*Fragmento proporcionado*.
/---

Salgo pues, como medida de precaución, con mi colega Lena Hansen a poner gasolina, como cuando en Miami se anuncia la proximidad de un huracán. La gasolinera, en la esquina de Le Jeune Road Avenida 42 y la célebre Calle 8 de Miami, la más próxima a la oficina está muy ocupada, es un entra y sale de automovilistas que hacen lo que yo. Me siento turbado, embotado, como si me tocara una parte —y así ha sido en realidad—, una porción de una gran tragedia colectiva. Se percibe en el aire como un duelo ajeno pero a la vez propio, y el pensar continuo en lo que ha pasado, como cuando uno se queda maquinando por horas en la emocionante película que acaba de ver.

Y el triste privilegio de saber que se es testigo de un suceso ya extraordinario, terriblemente extraordinario, en la historia de la gran nación americana.

Y la impotencia...

Porque, ¿cómo se puede castigar a un enemigo irregular, obícuo y —¡peor aún!—, cómo nos podremos proteger de él si no lo vemos, si no sabemos dónde está? El único lado bueno de esta atrocidad es que sirvió como diagnóstico de convicciones para que los que ya amábamos a este país lo amáramos más, y para los que ignoraban que lo amaban, se dieran cuenta… y cuánto.

\---

*Segmento de datos*.
/---

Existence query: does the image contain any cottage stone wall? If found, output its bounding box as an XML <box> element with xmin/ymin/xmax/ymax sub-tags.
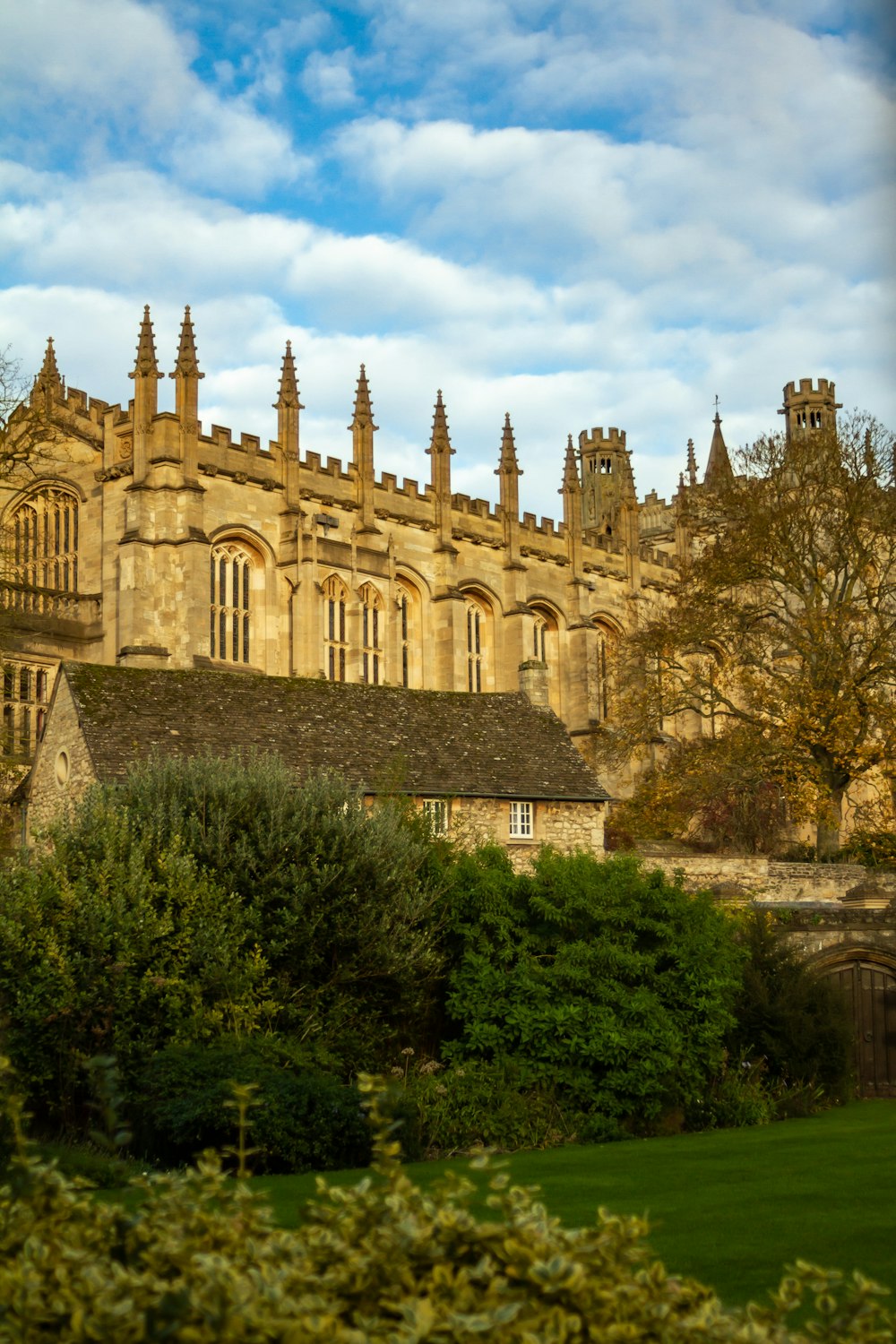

\---

*Requisitos*.
**a.** Según el fragmento, ¿en qué esquina está la gasolinera adonde va el narrador a poner gasolina?
**b.** Traduce al inglés esta oración del fragmento: "Y el triste privilegio de saber que se es testigo de un suceso ya extraordinario, terriblemente extraordinario, en la historia de la gran nación americana."
El listado es material aparte y no guarda relación con el fragmento.

*Respuestas*.
**a.** En la esquina de Le Jeune Road Avenida 42 y la Calle 8 de Miami.

**b.** And the sad privilege of knowing that one is witness to an already extraordinary event, terribly extraordinary, in the history of the great American nation.